● Stated problem: Retype the Amy Weirich profile word for word, in full, before the listing.

Amy Weirich

THE FIRST WOMAN TO SERVE AS DISTRICT ATTORNEY GENERAL IN SHELBY COUNTY.
Amy Weirich became Shelby County District Attorney General in January of 2011. She was appointed by Governor Bill Haslam and then was elected on August 3, 2012, to serve the remaining two years on the term of her predecessor, Bill Gibbons. She was re-elected to a full eight-year term on August 7, 2014.
DA Weirich oversees a total staff of 238, including more than 110 prosecutors.
DA Weirich joined the District Attorney’s Office in 1991 as a courtroom prosecutor, handling many high-profile criminal cases and serving in many leadership roles. She was Chief Prosecutor of the Gang and Narcotics Prosecution Unit and Division Leader for the Special Prosecution Unit in Criminal Court.
She helped create the Multi-Agency Gang Unit (MGU), the first federal, state and local law enforcement organization designed to curb gang activity. In 2013, the MGU imposed the state’s first anti-gang injunction in the Riverside neighborhood of Memphis. DA Weirich also spearheaded a focused deterrence initiative called Operation Comeback, aiming to deter high-risk offenders by getting them on a path to success.
In 2019 DA Weirich implemented vertical prosecution in which teams of prosecutors are assigned to specific courtrooms and handle cases from start to finish, resulting in better continuity for victims and more efficiency in prosecutions. She also established a Community Prosecution model in which three prosecutors assigned to police precincts work with officers and community leaders to identify the worst offenders while also seeking ways to keep lesser offenders from early involvement in the justice system.

● Listed records:
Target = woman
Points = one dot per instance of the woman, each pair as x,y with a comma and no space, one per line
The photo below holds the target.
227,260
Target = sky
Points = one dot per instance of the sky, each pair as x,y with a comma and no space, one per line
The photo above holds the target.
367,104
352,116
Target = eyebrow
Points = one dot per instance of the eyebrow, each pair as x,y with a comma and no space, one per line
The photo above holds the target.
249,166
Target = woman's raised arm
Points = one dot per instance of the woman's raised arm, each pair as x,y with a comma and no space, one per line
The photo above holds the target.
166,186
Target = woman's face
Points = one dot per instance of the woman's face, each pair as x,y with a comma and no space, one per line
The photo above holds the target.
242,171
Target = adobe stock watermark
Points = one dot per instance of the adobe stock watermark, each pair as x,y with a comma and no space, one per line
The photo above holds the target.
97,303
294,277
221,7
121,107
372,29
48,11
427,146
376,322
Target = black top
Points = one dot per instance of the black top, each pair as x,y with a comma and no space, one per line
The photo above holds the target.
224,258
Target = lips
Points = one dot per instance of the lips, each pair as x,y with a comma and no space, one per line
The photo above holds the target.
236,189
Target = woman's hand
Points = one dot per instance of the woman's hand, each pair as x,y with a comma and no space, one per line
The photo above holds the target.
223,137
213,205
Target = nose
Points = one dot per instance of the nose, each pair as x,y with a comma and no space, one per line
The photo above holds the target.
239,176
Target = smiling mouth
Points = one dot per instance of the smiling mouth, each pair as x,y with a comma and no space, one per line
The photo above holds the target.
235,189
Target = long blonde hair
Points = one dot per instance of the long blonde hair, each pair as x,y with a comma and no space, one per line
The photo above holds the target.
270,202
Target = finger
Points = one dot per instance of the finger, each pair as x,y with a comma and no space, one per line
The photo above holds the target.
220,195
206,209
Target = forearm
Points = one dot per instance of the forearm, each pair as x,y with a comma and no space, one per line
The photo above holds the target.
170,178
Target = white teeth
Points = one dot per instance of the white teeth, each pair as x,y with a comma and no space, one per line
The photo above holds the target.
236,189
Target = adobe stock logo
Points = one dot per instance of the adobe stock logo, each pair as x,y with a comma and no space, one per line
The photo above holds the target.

● Exercise output:
Amy Weirich

THE FIRST WOMAN TO SERVE AS DISTRICT ATTORNEY GENERAL IN SHELBY COUNTY.
Amy Weirich became Shelby County District Attorney General in January of 2011. She was appointed by Governor Bill Haslam and then was elected on August 3, 2012, to serve the remaining two years on the term of her predecessor, Bill Gibbons. She was re-elected to a full eight-year term on August 7, 2014.
DA Weirich oversees a total staff of 238, including more than 110 prosecutors.
DA Weirich joined the District Attorney’s Office in 1991 as a courtroom prosecutor, handling many high-profile criminal cases and serving in many leadership roles. She was Chief Prosecutor of the Gang and Narcotics Prosecution Unit and Division Leader for the Special Prosecution Unit in Criminal Court.
She helped create the Multi-Agency Gang Unit (MGU), the first federal, state and local law enforcement organization designed to curb gang activity. In 2013, the MGU imposed the state’s first anti-gang injunction in the Riverside neighborhood of Memphis. DA Weirich also spearheaded a focused deterrence initiative called Operation Comeback, aiming to deter high-risk offenders by getting them on a path to success.
In 2019 DA Weirich implemented vertical prosecution in which teams of prosecutors are assigned to specific courtrooms and handle cases from start to finish, resulting in better continuity for victims and more efficiency in prosecutions. She also established a Community Prosecution model in which three prosecutors assigned to police precincts work with officers and community leaders to identify the worst offenders while also seeking ways to keep lesser offenders from early involvement in the justice system.